→ PAGE TEXT:
Reduction prevents parallel execution on two GPUs

sWienke · March 6, 2014, 8:23am

Hi,
Again I use a very simple Jacobi solver to solve the equation on two GPUs. I use acc_set_device_num(0,acc_device_nvidia) and acc_set_device_num(1,acc_device_nvidia) for setting what should be executed on device 0 and device 1. I do not use several MPI or OpenMP processes/threads to do so. I distribute the rows of the matrix to the both devices.
However, the first Jacobi computation need a reduction (see below). This reduction prevents that both parts are executed in parallel on both GPUs. I do not understand why. If I uncomment the reduction computation for device 0, I can see in the NVIDIA Profiler that both kernels run in parallel as you would expect.
Is there a workaround for this issue? I tried the 14.1 and 14.2 compilers.
Sandra

    // j_cpu_start is the number of rows to compute on CPU
    // distribute other rows to two GPUs
    // put data on GPU 0 and 1
    while ( err > tol && iter < iter_max ) {

        acc_err0 = 0.0;
        acc_err1 = 0.0;
        err = 0.0;

        // do one part on GPU
        acc_set_device_num(0,acc_device_nvidia);
        #pragma acc parallel loop present(Anew[0:(j_cpu_start/2+1)*m],A[0:(j_cpu_start/2+1)*m]) async reduction(max:acc_err0)
        for( j = 1; j < j_cpu_start/2; j++) {
            for( i = 1; i < m-1; i++ ) {
                Anew[j *m+ i] = 0.25 * ( A[j     *m+ (i+1)] + A[j     *m+ (i-1)]
                                     +   A[(j-1) *m+ i]     + A[(j+1) *m+ i]);
                acc_err0 = fmax(acc_err0,fabs(Anew[j*m+i]-A[j*m+i]));
            }
        }

        acc_set_device_num(1,acc_device_nvidia);
        #pragma acc parallel loop present(Anew[(j_cpu_start/2-1)*m:(j_cpu_start/2+2)*m],A[(j_cpu_start/2-1)*m:(j_cpu_start/2+2)*m]) async reduction(max:acc_err1)

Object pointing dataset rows

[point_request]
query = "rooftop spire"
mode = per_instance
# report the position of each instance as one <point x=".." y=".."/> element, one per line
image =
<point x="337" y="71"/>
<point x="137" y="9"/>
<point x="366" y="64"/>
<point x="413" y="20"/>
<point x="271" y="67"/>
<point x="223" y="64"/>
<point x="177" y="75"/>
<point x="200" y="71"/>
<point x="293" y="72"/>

→ CHALLENGE 1:
Answer these questions about the forum thread:
(a) Which compiler versions did the poster try?
(b) According to the code comment, what does j_cpu_start represent?
(c) Which call selects device 1 before the second parallel loop?
→ CHALLENGE 2: Render every line of the object pointing dataset rows as a Markdown table with the columns Num and Line, omitting blank lines.
The forum thread and the rows have no connection to each other.

→ EXERCISE OUTPUT 1:
(a) The 14.1 and 14.2 compilers.
(b) The number of rows to compute on the CPU.
(c) acc_set_device_num(1,acc_device_nvidia)

→ EXERCISE OUTPUT 2:
| Num | Line |
|---|---|
| 1 | [point_request] |
| 2 | query = "rooftop spire" |
| 3 | mode = per_instance |
| 4 | # report the position of each instance as one <point x=".." y=".."/> element, one per line |
| 5 | image = |
| 6 | <point x="337" y="71"/> |
| 7 | <point x="137" y="9"/> |
| 8 | <point x="366" y="64"/> |
| 9 | <point x="413" y="20"/> |
| 10 | <point x="271" y="67"/> |
| 11 | <point x="223" y="64"/> |
| 12 | <point x="177" y="75"/> |
| 13 | <point x="200" y="71"/> |
| 14 | <point x="293" y="72"/> |